**What is asked**
Please quote the blog post below word for word, between "Note: there will" and "their respective fandoms.", inclusive.

**Extract to read**
— begin —
Having recently watched the Series 9 Doctor Who Christmas Special “The Husbands of River Song” (and re-watched “Silence in the Library” and “Forest of the Dead” for the obvious reasons) and somewhat recently watched Star Wars: The Force Awakens, it’s difficult to grasp the various (conflicting) emotions swirling about within my head, which has imploded a few times during the past week. There were moments of laughter, moments of shock and moments of sadness. Tears were unabashedly shed amid the laughter and screams – and I was not alone in this respect. For that’s the true power of storytelling, regardless of the genre and the medium. Even though the stories are fictional, drawn from the imagination(s) of the writers, actualized by the director and the various production specialists (costume, make-up, visual effects, etc.), underscored by the composer and imparted by the actors – they have the unique ability to play on the emotions of its audience and bring about feelings perhaps they long buried or nearly forgotten.

I’ve been a Star Wars fan for as long as I can remember, and I’m a fairly new Whovian, but nevertheless, it’s the overall narrative arc and the (inside) references to the past that has me feeling all the feelings. It’s the characters with whom I (and many, many others) have grown up, watching their story unfold, amid the plot twists and revelations.

Note: there will be no spoilers for either of the aforementioned – I don’t want to be that person who ruins the story for anyone. That’s just plain rude and annoying. Avoiding spoilers has been a challenge, given the omnipresence of social media these days (with the exception of my reading spoiler summaries for Downton Abbey  – for whatever reason, that doesn’t bother me as much. Then again, my emotional attachment to that series is newer than that for Star Wars and Doctor Who). All I will say that both the aforementioned are fantastic and are a credit to their respective fandoms.

But I digress. Again.

I suppose the point of this week’s entry (as it’s the final one for 2015) is to reaffirm my fledgling commitment/promise/objective to actually!write my magnum opus, otherwise known as the epic saga that is the MASC Chronicles. I just keep getting distracted by all these feelings, and pondering ideas. It should be a fairly straightforward task – plot out a story, create a cast of characters and set them loose in a world in which they live.

Then there are the plot twists, character arcs, and exposition with which to contend – stories within stories, crisscrossing narrative arcs and (most importantly) ensuring it all makes some semblance of (logical) sense.
— end —
**Dataset section**
— begin —
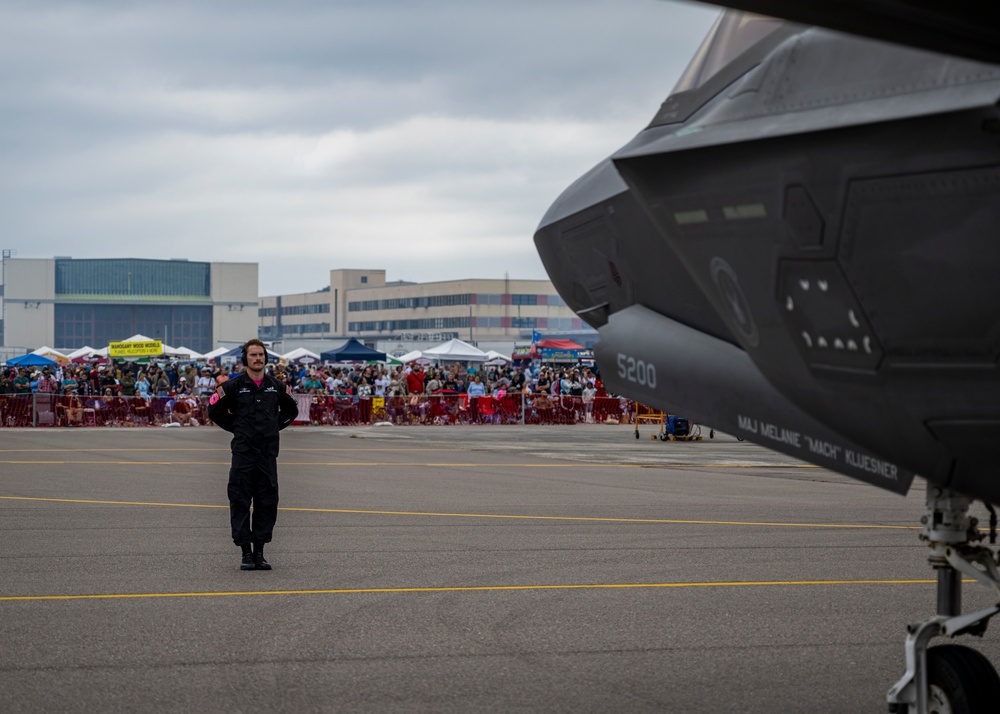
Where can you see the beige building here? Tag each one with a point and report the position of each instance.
— end —
**Full solution**
Note: there will be no spoilers for either of the aforementioned – I don’t want to be that person who ruins the story for anyone. That’s just plain rude and annoying. Avoiding spoilers has been a challenge, given the omnipresence of social media these days (with the exception of my reading spoiler summaries for Downton Abbey  – for whatever reason, that doesn’t bother me as much. Then again, my emotional attachment to that series is newer than that for Star Wars and Doctor Who). All I will say that both the aforementioned are fantastic and are a credit to their respective fandoms.